[start]

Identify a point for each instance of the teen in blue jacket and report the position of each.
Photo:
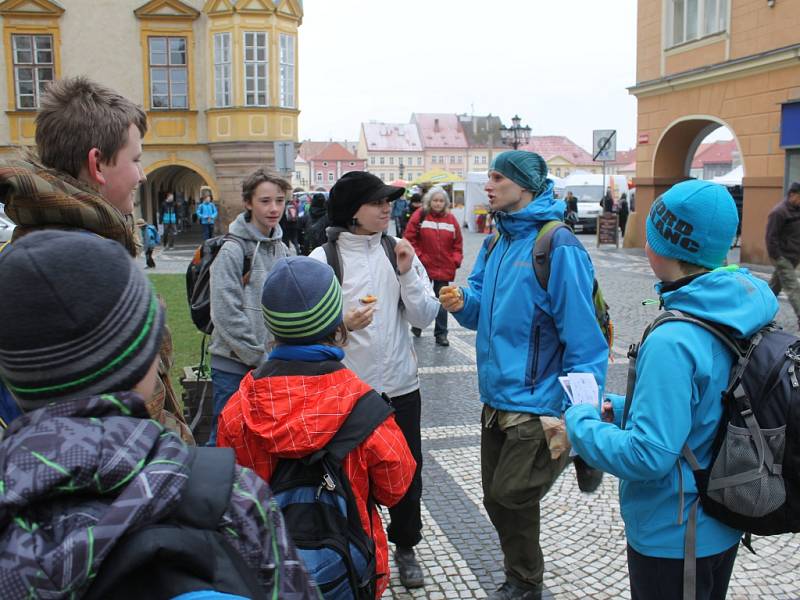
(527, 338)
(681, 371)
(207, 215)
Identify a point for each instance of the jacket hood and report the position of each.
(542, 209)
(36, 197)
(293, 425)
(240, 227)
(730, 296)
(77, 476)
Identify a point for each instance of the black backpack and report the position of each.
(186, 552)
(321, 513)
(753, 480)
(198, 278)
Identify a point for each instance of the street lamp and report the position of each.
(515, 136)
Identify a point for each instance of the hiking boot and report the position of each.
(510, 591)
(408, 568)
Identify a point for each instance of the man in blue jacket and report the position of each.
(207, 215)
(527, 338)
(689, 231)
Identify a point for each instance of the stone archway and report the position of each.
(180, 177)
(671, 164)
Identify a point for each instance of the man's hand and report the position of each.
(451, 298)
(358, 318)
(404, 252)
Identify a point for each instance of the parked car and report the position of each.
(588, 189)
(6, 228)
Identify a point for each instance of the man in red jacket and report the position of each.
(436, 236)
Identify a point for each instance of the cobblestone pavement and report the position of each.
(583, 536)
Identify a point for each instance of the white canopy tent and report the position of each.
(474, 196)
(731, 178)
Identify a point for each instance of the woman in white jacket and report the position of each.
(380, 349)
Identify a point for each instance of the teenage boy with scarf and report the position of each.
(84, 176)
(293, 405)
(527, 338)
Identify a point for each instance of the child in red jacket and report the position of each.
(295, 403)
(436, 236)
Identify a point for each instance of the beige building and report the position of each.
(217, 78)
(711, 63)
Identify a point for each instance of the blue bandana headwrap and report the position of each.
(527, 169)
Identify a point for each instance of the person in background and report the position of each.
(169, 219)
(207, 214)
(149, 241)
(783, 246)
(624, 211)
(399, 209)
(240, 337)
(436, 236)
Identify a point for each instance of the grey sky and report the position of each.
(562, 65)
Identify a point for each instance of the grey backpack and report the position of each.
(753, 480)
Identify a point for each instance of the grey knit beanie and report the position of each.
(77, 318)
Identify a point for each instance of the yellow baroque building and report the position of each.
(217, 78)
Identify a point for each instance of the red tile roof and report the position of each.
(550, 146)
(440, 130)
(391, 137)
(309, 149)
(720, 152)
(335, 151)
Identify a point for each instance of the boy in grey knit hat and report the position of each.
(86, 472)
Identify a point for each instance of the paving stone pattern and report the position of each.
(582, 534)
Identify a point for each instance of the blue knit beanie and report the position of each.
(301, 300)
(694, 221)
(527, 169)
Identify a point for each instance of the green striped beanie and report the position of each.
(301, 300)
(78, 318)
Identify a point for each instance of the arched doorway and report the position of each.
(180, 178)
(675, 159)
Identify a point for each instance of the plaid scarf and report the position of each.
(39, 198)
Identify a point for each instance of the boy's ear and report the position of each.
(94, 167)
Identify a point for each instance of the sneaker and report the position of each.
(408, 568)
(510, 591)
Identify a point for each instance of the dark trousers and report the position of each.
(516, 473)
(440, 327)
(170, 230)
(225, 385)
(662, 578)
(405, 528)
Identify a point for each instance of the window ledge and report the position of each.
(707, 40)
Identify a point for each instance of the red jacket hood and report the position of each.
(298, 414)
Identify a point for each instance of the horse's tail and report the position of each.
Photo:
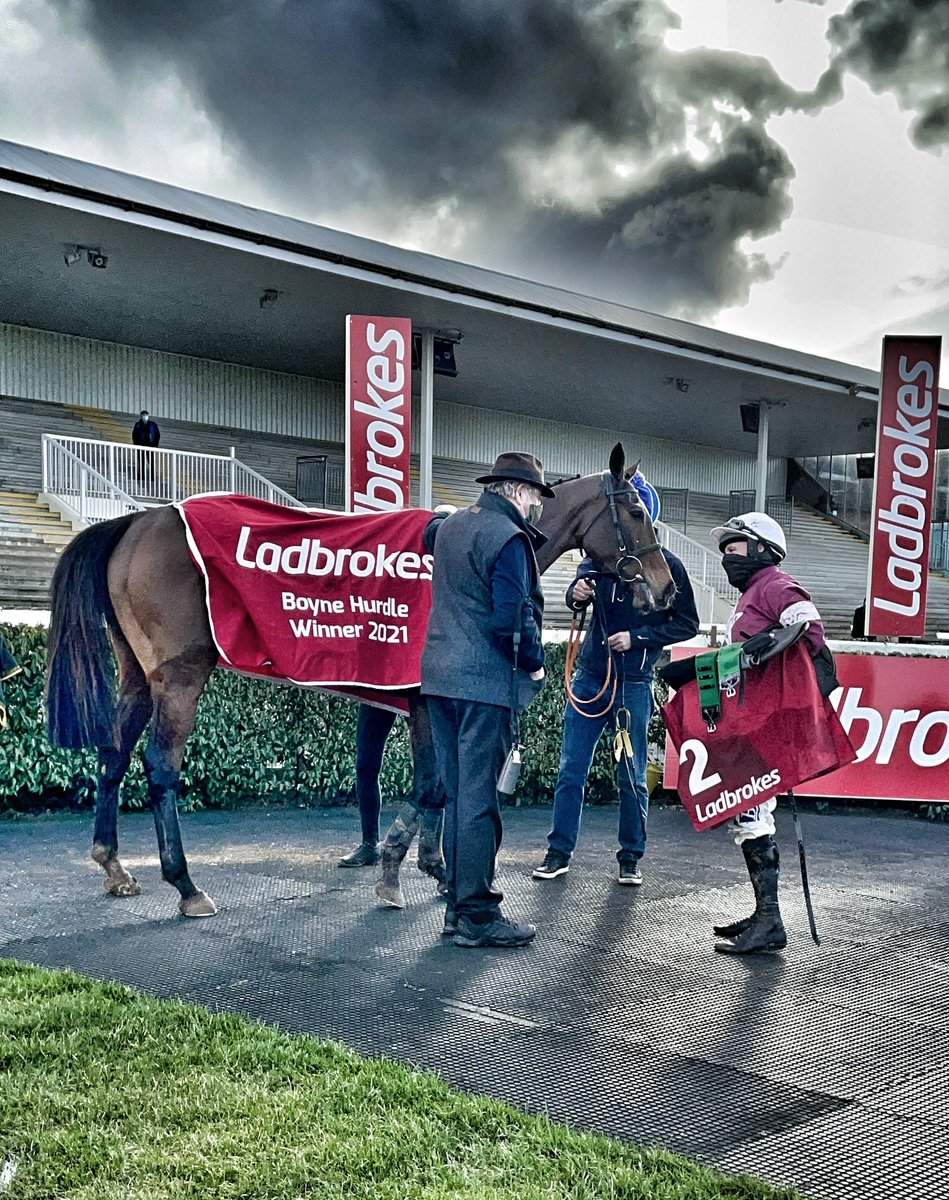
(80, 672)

[end]

* Goal: Quote the records word for word, starting at the line containing "Identify a point for each instance of the horse's" and continuing through the end of the records, but omit the picture.

* Solution for this task:
Identify a point for each instance of the horse's tail and report the position of each.
Photo:
(80, 672)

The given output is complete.